----- Bacaan yang disediakan
Syarat mutlak berlakunya suatu Undang-Undang ialah ketika
telah diundangkan dalam lembaran negara (LN) oleh Menteri/Sekertaris negara,
sejak tanggal yang ditentukan sendiri dalam Undang-Undang (pada saat diundangkan,
pada tanggal tertentu, ditentukan berlaku surut, atau berlakunya akan
ditentukan kemudian hari dengan peraturan lain), atau jika tidak dicantumkan
maka, Undang-Undang berlaku 30 hari setelah diundangkan.
Adapun masa berlakunya Undang-undang berakhir, karena;
ditentukan oleh Undang-Undang sendiri, dicabut secara tegas, Undang-Undang lama
bertentangan dengan Undang-Undang baru, atau timbulnya hukum kebiasaan yang
bertentangan dengan Undang-Undang atau Undang-Undang tidak ditaati lagi.
Asas berlakunya suatu Undang-Undang:
* Undang-Undang yang tingkatannya lebih rendah tidak boleh
bertentangan dengan Undang-Undang yang kedudukannya lebih tinggi dalam mengatur
hal yang sama (lex superior derogat legi in feriori).
----------
----- Informasi yang diberikan
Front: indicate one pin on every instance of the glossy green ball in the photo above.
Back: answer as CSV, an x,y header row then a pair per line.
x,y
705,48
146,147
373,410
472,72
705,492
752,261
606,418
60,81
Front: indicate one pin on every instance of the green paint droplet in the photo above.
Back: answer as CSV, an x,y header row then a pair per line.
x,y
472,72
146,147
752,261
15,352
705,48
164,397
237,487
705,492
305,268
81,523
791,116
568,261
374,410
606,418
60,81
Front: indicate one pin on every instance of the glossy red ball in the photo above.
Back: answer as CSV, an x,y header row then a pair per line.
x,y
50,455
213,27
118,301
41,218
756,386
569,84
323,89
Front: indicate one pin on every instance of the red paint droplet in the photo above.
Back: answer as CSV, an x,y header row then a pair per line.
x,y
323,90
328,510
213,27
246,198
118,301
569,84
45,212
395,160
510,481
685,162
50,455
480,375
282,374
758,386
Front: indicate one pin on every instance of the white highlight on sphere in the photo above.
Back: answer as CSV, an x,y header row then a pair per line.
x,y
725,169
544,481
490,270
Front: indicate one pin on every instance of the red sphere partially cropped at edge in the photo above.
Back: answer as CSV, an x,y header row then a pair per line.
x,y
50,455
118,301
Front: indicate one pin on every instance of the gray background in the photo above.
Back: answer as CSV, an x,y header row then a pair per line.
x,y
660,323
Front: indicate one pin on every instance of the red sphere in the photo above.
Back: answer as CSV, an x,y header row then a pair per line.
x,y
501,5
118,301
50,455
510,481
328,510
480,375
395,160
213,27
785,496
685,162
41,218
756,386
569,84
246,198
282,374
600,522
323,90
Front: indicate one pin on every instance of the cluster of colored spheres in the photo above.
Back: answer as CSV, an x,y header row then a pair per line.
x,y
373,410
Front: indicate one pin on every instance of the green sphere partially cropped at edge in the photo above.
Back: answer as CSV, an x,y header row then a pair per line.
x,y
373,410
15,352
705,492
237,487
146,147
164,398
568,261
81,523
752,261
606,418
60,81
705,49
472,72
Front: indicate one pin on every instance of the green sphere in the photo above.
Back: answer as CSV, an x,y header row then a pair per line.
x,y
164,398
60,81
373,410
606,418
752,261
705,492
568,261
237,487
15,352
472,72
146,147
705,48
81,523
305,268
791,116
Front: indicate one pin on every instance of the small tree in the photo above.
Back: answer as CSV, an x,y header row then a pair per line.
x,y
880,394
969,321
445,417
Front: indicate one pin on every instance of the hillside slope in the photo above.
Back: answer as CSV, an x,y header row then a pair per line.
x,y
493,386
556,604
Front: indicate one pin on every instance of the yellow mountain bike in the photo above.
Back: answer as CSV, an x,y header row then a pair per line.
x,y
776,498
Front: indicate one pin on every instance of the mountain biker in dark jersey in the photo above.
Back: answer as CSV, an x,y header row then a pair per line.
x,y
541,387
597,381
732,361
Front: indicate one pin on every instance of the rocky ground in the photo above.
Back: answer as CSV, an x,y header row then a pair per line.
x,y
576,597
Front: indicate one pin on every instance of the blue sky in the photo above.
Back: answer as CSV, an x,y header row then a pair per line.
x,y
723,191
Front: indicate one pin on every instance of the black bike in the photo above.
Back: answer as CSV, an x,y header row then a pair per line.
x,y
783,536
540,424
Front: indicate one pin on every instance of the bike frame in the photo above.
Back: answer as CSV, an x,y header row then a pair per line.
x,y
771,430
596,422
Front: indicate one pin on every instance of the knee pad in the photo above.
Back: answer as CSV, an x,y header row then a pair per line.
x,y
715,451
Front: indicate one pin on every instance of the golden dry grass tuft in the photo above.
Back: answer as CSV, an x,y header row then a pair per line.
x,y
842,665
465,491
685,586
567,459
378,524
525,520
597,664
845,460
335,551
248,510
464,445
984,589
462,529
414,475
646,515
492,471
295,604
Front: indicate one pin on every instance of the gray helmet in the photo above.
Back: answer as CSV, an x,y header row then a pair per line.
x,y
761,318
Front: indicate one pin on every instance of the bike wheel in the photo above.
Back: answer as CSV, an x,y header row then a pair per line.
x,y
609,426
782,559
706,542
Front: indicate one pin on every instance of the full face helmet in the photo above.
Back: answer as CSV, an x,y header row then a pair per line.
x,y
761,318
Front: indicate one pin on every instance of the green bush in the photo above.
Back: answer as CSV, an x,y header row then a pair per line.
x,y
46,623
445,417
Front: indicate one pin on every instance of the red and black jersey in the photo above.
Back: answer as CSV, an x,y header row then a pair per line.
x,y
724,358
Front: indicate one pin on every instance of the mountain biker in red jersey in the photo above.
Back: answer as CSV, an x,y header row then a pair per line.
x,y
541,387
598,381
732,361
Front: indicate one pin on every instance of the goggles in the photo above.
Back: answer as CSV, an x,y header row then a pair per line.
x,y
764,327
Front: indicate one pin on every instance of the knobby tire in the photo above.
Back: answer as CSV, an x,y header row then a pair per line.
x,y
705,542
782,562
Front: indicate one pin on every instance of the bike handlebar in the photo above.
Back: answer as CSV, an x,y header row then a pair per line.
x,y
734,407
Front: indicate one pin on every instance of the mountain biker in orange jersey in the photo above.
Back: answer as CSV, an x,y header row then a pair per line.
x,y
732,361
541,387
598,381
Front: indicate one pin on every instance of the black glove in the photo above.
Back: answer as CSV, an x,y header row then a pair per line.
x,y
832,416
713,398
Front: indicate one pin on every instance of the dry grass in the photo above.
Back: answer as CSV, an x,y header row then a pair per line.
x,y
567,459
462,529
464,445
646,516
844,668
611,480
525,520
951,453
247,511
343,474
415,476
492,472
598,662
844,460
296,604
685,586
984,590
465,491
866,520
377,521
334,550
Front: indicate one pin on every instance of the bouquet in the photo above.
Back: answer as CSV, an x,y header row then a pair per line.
----------
## Permintaan 1:
Jawab tiga pertanyaan berikut berdasarkan teks tentang berlakunya Undang-Undang.
(a) Oleh siapa Undang-Undang diundangkan dalam lembaran negara?
(b) Kapan Undang-Undang berlaku jika tanggal berlakunya tidak dicantumkan?
(c) Menurut asas yang disebutkan, Undang-Undang yang tingkatannya lebih rendah tidak boleh bertentangan dengan apa?
## Permintaan 2:
Dari teks tentang berlakunya Undang-Undang, sebutkan semua sebab berakhirnya masa berlaku Undang-Undang.
## Permintaan 3:
Lanjutkan teks tentang berlakunya Undang-Undang mulai dari kalimat terakhirnya.

## Jawaban yang diharapkan 1:
(a) Oleh Menteri/Sekertaris negara.
(b) 30 hari setelah diundangkan.
(c) Dengan Undang-Undang yang kedudukannya lebih tinggi dalam mengatur hal yang sama.

## Jawaban yang diharapkan 2:
1. Ditentukan oleh Undang-Undang sendiri
2. Dicabut secara tegas
3. Undang-Undang lama bertentangan dengan Undang-Undang baru
4. Timbulnya hukum kebiasaan yang bertentangan dengan Undang-Undang
5. Undang-Undang tidak ditaati lagi

## Jawaban yang diharapkan 3:
* Undang-Undang yang bersifat khusus mengesampingkan
Undang-Undang yang bersifat umum, apabila Undang-undang tersebut kedudukannya
sama. (lex speciales derogat legi generali).
* Undang-Undang yang berlaku belakangan membatalkan
Undang-Undang yang terdahulu, sejauh Undang-Undang tersebut mengatur hal yang
sama (lex posterior derogat legi priori).
* Undang-Undang yang telah diundangkan dianggap telah
diketahui oleh setiap orang.
Hierarki perundang-undangan
Undang-Undang dalam arti material memiliki tata urutan
peraturan sesuai dengan Tap MPRS No. XX/MPRS/1966 jo. No. V/MPR/1973 :
- UUD 1945
- Ketetapan MPR
- UU/Peraturan Pemerintah Pengganti Undang-Undang
- Peraturan Pemerintah
- Keputusan Presiden
- Peraturan Pelaksana lainnya, seperti peraturan menteri
atau instruksi menteri.
b. Kebiasaan (Custom)
Kebiasaan merupakan tindakan menurut pola tingkah laku yang
tetap, ajeg, dan normal di dalam suatu masyarakat atau komunitas hidup
tertentu.
Sebagai sebuah prilaku yang tetap (ajeg) kebiasaan merupakan
prilaku yang selalu berulang hingga melahirkan satu keyakinan atau kesadaran
bahwa hal itu patut dilakukan dan memiliki kekuatan normatif yang mengikat.
Tidak semua kebiasaan dapat menjadi sumber hukum, kebiasaan
yang dapat menjadi sumber hukum meniscayakan beberapa syarat:
1- Syarat materiil adanya perbuatan tingkah laku yang
dilakukan berulang-ulang
2- Syarat intelektual adanya keyakinan hukum dari masyarakat
yang bersangkutan
3- Adanya akibat hukum apabila kebiasaan dilanggar.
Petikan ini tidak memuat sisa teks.